• WHAT THE TASK REQUIRES:
Turn all the lines below into a Markdown table with two columns, Row and Line, numbering each row and leaving out any blank lines.

• MATERIAL FOR THE TASK:
· · · · ·

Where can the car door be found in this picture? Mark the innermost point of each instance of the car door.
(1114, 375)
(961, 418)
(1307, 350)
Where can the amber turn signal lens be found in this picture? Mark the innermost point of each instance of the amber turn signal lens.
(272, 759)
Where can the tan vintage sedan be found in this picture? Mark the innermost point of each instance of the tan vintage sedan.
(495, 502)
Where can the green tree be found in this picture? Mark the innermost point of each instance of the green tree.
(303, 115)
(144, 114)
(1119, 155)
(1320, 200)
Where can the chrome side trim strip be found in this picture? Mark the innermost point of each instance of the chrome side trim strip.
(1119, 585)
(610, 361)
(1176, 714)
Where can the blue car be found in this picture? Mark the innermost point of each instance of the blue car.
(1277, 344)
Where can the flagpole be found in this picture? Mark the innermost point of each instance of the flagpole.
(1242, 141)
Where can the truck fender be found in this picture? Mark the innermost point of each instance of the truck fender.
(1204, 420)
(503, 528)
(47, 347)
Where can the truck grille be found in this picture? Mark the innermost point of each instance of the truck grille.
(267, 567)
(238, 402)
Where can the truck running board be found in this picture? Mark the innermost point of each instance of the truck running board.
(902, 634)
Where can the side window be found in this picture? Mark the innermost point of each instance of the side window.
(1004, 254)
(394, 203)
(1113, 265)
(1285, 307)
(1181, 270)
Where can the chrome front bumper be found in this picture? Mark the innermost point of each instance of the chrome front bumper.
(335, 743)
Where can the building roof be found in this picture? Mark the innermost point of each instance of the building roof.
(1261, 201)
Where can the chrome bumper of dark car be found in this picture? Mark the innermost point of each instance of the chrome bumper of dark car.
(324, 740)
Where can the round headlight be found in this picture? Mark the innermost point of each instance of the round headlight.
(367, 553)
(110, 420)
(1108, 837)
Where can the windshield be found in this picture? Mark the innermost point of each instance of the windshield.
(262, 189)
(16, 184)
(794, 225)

· · · · ·

• ANSWER IN FULL:
| Row | Line |
|---|---|
| 1 | Where can the car door be found in this picture? Mark the innermost point of each instance of the car door. |
| 2 | (1114, 375) |
| 3 | (961, 418) |
| 4 | (1307, 350) |
| 5 | Where can the amber turn signal lens be found in this picture? Mark the innermost point of each instance of the amber turn signal lens. |
| 6 | (272, 759) |
| 7 | Where can the tan vintage sedan be found in this picture? Mark the innermost point of each instance of the tan vintage sedan. |
| 8 | (495, 502) |
| 9 | Where can the green tree be found in this picture? Mark the innermost point of each instance of the green tree. |
| 10 | (303, 115) |
| 11 | (144, 114) |
| 12 | (1119, 155) |
| 13 | (1320, 200) |
| 14 | Where can the chrome side trim strip be found in this picture? Mark the innermost point of each instance of the chrome side trim strip. |
| 15 | (1119, 585) |
| 16 | (610, 361) |
| 17 | (1176, 714) |
| 18 | Where can the blue car be found in this picture? Mark the innermost point of each instance of the blue car. |
| 19 | (1277, 344) |
| 20 | Where can the flagpole be found in this picture? Mark the innermost point of each instance of the flagpole. |
| 21 | (1242, 141) |
| 22 | Where can the truck fender be found in this picture? Mark the innermost point of each instance of the truck fender. |
| 23 | (1204, 420) |
| 24 | (503, 528) |
| 25 | (47, 347) |
| 26 | Where can the truck grille be found in this picture? Mark the innermost point of each instance of the truck grille. |
| 27 | (267, 567) |
| 28 | (238, 402) |
| 29 | Where can the truck running board be found in this picture? Mark the innermost point of each instance of the truck running board. |
| 30 | (902, 634) |
| 31 | Where can the side window be found in this picture? Mark the innermost point of each instance of the side window. |
| 32 | (1004, 254) |
| 33 | (394, 203) |
| 34 | (1113, 265) |
| 35 | (1285, 307) |
| 36 | (1181, 270) |
| 37 | Where can the chrome front bumper be found in this picture? Mark the innermost point of each instance of the chrome front bumper. |
| 38 | (335, 743) |
| 39 | Where can the building roof be found in this picture? Mark the innermost point of each instance of the building roof. |
| 40 | (1261, 201) |
| 41 | Where can the chrome bumper of dark car be found in this picture? Mark the innermost point of each instance of the chrome bumper of dark car. |
| 42 | (324, 740) |
| 43 | Where can the round headlight be found in this picture? Mark the innermost point of each instance of the round headlight. |
| 44 | (367, 553) |
| 45 | (110, 420) |
| 46 | (1108, 837) |
| 47 | Where can the windshield be found in this picture? Mark the innermost point of each instance of the windshield. |
| 48 | (262, 189) |
| 49 | (16, 184) |
| 50 | (794, 225) |